Repeat exactly the lines that run from the one containing "of the man in" to the end of the data, and leave out all others.

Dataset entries
━━━━━━━━

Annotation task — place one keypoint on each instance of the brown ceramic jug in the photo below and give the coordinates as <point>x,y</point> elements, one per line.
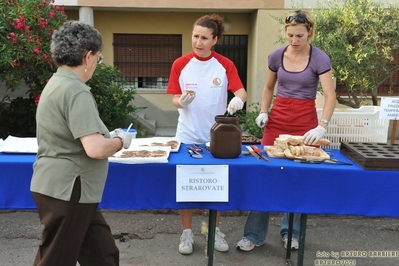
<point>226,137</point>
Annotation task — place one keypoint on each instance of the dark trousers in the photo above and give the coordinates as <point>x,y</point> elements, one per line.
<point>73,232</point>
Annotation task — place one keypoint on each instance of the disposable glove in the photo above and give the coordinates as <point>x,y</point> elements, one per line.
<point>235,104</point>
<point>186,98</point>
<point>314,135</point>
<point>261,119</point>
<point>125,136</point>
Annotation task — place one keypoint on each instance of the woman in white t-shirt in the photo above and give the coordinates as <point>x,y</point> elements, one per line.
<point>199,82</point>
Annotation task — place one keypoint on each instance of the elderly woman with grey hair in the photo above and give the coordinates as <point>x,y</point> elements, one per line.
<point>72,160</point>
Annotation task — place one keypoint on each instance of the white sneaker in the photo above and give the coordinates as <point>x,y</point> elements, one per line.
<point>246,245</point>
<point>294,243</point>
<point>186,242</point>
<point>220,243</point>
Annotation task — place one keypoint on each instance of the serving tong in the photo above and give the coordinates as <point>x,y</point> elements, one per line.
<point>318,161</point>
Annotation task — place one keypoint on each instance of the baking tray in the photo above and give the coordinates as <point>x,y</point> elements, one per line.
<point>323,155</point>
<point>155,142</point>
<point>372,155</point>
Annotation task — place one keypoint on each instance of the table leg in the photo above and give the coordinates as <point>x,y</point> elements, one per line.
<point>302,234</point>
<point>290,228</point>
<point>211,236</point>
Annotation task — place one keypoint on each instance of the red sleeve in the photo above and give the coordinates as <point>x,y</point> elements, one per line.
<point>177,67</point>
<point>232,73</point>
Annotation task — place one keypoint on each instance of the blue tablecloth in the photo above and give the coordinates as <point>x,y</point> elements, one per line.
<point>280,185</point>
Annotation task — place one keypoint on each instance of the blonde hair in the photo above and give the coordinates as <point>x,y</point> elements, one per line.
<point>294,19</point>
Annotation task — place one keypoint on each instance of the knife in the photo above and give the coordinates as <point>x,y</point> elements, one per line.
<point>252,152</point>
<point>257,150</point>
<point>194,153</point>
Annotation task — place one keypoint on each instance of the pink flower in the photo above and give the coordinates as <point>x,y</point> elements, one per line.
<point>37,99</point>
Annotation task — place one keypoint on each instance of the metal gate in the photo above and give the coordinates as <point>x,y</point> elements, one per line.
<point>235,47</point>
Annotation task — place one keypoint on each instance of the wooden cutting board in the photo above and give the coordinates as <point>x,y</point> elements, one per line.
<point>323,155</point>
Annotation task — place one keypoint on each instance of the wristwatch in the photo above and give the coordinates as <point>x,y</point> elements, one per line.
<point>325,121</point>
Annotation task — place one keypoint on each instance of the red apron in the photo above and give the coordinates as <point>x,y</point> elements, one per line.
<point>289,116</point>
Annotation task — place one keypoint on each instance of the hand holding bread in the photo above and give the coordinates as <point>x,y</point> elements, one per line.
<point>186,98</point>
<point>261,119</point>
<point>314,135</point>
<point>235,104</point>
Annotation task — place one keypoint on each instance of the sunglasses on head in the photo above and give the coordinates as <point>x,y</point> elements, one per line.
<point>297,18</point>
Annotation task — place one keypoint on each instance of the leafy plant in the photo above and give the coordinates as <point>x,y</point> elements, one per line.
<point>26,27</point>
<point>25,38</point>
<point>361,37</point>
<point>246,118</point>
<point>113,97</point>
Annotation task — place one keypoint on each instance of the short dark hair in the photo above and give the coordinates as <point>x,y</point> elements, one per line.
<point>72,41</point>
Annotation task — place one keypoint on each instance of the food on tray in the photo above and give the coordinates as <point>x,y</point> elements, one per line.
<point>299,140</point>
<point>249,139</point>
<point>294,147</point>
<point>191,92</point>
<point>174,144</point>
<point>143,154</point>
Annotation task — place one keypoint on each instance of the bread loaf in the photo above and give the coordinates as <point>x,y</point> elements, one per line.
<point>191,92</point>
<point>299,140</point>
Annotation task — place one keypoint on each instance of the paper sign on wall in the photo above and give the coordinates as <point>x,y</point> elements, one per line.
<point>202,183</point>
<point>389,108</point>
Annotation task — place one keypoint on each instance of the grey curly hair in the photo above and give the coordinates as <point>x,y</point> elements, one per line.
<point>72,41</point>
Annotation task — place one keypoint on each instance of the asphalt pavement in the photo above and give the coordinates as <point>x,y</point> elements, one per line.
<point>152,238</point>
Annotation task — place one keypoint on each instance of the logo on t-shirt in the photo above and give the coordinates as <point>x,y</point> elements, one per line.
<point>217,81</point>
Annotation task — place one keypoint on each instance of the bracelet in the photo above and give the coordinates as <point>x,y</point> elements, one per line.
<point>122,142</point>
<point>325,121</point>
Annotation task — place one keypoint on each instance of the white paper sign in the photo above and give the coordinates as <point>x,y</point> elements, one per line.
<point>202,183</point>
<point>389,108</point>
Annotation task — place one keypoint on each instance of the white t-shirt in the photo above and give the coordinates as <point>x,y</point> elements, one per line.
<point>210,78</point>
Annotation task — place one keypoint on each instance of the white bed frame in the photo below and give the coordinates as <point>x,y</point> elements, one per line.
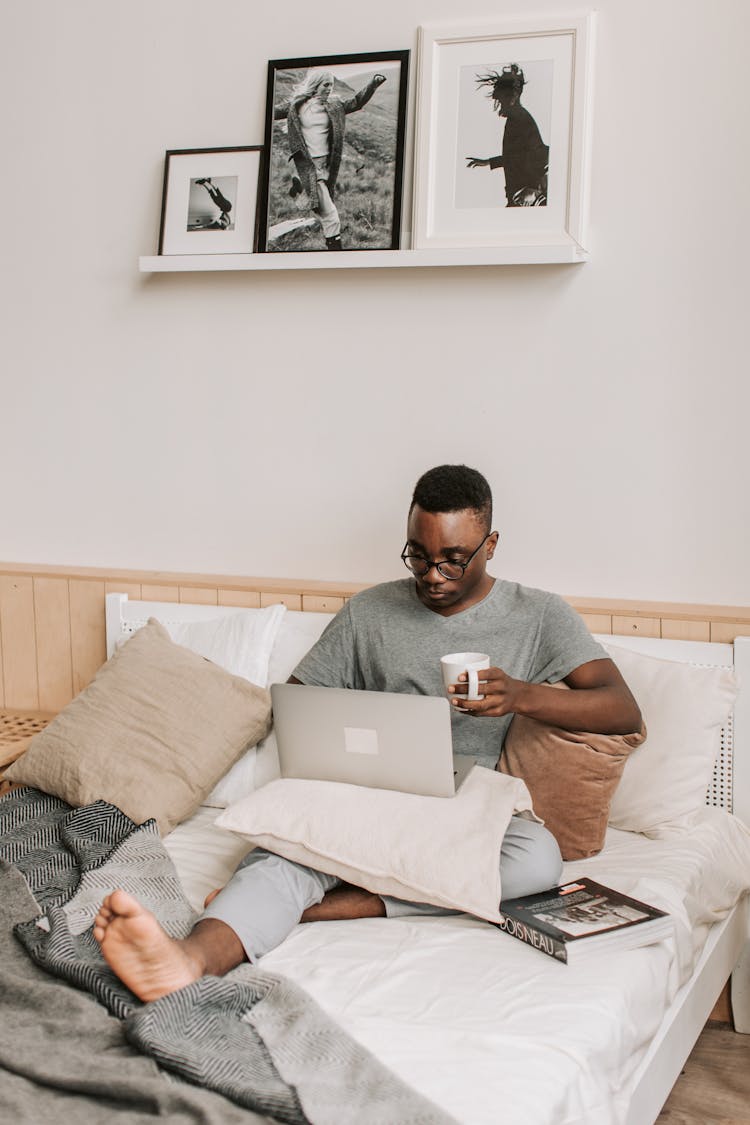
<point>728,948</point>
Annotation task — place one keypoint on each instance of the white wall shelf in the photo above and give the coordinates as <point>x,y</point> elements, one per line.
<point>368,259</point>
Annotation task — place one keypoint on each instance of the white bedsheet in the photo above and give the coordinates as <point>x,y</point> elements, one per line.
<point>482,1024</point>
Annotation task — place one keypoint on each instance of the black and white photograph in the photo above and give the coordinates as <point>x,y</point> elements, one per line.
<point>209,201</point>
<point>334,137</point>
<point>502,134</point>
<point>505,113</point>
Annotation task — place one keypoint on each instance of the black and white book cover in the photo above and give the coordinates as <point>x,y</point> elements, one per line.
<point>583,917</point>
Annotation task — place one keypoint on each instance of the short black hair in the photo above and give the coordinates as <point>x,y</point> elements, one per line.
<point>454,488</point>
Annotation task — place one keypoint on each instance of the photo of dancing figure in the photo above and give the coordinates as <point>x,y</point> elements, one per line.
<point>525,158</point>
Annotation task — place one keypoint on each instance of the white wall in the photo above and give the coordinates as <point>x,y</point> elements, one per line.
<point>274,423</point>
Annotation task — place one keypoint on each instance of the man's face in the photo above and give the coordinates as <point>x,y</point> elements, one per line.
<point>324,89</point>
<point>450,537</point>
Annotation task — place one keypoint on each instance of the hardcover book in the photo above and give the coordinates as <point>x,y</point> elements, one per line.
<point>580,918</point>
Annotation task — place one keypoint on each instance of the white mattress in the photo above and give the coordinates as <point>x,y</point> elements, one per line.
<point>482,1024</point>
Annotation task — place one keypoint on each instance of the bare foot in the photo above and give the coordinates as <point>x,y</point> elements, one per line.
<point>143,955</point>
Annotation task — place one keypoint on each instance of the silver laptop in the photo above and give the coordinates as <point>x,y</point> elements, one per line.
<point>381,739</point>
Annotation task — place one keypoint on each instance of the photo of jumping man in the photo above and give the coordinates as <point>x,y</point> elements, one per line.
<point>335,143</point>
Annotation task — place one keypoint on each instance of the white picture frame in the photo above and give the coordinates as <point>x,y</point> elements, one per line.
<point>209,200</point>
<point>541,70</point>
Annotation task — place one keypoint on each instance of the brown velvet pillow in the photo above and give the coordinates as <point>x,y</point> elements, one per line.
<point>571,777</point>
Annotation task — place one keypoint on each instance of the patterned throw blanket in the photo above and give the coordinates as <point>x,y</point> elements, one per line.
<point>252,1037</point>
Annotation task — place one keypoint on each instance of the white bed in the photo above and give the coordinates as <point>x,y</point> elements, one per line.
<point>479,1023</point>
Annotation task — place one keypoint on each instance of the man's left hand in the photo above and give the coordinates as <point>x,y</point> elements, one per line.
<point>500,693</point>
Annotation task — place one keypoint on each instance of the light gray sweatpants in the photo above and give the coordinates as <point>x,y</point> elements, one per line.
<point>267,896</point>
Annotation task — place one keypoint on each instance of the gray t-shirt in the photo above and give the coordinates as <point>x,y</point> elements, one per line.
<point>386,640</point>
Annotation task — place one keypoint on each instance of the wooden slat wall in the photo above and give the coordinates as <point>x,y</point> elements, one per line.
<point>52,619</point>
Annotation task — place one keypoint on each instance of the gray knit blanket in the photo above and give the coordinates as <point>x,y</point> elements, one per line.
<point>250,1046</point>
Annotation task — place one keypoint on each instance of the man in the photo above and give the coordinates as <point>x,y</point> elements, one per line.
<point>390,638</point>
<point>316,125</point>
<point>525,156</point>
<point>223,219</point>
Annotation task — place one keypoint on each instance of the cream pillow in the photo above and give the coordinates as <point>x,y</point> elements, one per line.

━━━━━━━━

EXERCISE OUTPUT
Annotation task — place one keypoint on each instance of the man in the photo above and give the coordinates as <point>x,y</point> elements, one per line.
<point>390,638</point>
<point>316,125</point>
<point>525,156</point>
<point>223,219</point>
Annotation task — place one keypoint on each instance of the cream pillow in the photo above and give the coordinates as <point>x,y</point> elements, one per line.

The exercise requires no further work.